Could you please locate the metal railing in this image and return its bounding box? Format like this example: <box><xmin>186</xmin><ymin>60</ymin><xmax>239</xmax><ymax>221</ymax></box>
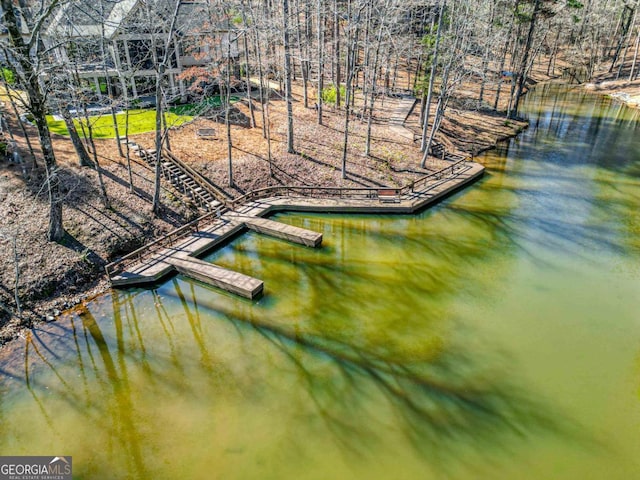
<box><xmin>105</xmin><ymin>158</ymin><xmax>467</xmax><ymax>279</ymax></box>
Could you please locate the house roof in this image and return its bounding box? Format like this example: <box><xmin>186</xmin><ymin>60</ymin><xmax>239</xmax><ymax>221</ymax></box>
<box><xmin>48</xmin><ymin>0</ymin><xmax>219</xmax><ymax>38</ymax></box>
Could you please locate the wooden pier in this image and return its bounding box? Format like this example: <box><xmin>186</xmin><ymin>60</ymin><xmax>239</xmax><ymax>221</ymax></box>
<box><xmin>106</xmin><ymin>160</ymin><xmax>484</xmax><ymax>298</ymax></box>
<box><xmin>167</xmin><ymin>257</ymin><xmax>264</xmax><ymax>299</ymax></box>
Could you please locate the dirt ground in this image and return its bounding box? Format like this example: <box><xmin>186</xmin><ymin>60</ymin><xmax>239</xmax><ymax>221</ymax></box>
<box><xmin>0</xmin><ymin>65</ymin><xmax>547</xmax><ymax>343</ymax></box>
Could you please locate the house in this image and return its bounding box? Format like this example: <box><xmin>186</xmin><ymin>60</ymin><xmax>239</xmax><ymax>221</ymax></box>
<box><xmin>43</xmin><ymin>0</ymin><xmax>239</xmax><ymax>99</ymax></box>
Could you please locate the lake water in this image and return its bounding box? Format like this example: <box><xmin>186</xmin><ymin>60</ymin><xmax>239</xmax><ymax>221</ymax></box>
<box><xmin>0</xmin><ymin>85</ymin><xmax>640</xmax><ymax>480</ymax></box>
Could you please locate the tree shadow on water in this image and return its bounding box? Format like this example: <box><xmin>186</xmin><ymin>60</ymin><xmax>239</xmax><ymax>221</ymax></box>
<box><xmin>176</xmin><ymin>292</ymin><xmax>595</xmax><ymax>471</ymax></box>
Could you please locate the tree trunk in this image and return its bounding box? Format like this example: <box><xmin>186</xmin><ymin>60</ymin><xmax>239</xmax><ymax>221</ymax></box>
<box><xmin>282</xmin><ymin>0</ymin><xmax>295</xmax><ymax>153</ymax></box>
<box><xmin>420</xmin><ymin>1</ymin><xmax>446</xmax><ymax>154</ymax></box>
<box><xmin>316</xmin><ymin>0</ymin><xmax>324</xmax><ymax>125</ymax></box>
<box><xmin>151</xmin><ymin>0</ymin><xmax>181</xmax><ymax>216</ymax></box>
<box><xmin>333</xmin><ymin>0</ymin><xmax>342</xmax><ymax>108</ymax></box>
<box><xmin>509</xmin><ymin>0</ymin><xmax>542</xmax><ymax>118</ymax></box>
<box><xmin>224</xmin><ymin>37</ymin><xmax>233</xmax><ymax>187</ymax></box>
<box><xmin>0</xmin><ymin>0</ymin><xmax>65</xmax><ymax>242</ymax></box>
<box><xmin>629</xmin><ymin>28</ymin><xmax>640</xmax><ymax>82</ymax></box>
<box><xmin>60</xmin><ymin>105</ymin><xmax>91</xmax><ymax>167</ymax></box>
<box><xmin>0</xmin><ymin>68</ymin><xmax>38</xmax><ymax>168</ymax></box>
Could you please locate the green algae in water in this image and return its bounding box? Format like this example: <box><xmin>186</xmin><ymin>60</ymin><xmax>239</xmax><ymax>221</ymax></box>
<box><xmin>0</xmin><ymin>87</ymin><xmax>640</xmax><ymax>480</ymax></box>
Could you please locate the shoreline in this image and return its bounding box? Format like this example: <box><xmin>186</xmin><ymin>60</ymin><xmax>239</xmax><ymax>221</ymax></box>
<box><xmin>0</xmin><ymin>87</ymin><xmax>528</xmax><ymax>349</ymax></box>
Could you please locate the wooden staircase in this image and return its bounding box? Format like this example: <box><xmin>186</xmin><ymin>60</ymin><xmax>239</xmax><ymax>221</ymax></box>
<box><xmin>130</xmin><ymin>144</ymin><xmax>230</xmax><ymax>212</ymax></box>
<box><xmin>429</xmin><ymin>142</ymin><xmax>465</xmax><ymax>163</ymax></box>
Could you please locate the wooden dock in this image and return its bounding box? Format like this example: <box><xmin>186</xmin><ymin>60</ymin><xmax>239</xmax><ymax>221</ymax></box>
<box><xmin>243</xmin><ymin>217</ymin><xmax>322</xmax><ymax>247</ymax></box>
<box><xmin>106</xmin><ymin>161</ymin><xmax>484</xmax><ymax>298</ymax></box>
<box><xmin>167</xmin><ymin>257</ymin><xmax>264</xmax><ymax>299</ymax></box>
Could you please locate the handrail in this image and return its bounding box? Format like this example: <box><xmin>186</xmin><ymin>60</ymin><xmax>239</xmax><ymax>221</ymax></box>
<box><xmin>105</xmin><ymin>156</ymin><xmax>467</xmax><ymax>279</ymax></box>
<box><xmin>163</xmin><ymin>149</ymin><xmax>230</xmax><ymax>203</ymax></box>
====
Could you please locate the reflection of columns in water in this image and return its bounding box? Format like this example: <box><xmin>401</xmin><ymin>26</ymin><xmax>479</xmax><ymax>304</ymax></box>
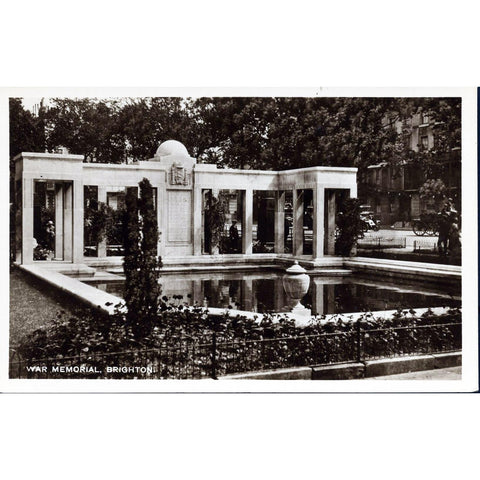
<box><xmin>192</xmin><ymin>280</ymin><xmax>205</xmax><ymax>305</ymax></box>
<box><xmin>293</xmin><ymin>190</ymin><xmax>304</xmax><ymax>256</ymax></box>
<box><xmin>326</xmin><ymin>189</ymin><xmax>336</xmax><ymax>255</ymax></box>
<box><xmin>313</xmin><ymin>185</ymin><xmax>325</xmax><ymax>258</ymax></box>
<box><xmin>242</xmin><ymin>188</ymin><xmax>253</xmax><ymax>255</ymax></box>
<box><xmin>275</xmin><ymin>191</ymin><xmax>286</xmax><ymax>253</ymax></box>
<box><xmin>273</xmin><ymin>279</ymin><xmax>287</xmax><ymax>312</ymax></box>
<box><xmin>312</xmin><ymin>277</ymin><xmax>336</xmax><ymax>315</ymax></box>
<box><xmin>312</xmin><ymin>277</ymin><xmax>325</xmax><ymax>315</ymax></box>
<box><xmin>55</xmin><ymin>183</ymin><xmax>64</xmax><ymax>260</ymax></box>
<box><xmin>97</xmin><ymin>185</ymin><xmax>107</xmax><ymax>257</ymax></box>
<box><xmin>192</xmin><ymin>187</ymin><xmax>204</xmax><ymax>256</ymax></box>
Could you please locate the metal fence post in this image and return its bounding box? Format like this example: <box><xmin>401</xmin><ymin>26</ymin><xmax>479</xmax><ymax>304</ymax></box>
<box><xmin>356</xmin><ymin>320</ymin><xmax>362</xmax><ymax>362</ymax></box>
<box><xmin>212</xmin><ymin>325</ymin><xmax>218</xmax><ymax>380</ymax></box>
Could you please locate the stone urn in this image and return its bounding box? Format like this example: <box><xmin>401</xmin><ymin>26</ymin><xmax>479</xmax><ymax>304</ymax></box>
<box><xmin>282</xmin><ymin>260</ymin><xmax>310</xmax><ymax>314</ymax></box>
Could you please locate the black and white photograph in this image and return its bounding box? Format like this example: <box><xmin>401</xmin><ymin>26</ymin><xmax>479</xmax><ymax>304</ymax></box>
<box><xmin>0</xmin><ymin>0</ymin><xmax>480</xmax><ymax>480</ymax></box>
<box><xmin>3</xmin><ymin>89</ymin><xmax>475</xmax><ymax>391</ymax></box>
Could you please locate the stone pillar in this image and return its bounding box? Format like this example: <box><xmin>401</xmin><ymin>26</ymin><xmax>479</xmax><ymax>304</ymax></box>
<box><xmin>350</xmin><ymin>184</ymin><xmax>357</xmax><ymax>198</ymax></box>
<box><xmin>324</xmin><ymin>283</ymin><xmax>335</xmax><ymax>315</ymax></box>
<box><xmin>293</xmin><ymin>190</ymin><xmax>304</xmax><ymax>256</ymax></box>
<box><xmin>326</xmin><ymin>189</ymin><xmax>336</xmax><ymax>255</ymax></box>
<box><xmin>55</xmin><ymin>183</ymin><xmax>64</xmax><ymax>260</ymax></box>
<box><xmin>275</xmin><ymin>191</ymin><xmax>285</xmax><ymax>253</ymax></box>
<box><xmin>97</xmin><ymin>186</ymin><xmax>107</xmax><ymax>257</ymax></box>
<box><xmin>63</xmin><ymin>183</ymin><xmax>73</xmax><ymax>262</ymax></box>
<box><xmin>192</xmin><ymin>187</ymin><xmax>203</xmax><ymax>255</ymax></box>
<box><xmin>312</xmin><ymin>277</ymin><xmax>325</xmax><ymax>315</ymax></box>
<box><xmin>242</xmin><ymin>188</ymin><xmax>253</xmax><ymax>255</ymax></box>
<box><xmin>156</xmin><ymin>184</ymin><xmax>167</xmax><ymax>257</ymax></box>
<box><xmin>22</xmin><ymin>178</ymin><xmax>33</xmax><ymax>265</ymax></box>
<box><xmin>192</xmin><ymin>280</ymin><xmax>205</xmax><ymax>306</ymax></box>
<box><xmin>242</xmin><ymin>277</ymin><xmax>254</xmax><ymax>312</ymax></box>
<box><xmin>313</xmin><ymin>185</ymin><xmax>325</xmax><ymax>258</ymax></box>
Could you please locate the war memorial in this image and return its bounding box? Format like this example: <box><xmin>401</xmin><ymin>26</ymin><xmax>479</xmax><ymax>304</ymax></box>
====
# [Objective]
Which lines in the entries above contain the word "tree"? Gather all of them and copy each one in full.

# [Answer to the exercise]
Could you please locate the tree shadow on water in this image and return its bounding box? Format like this example: <box><xmin>186</xmin><ymin>60</ymin><xmax>239</xmax><ymax>221</ymax></box>
Could you please locate the tree trunk in this image and return its bounding box? Format like this example: <box><xmin>186</xmin><ymin>60</ymin><xmax>239</xmax><ymax>221</ymax></box>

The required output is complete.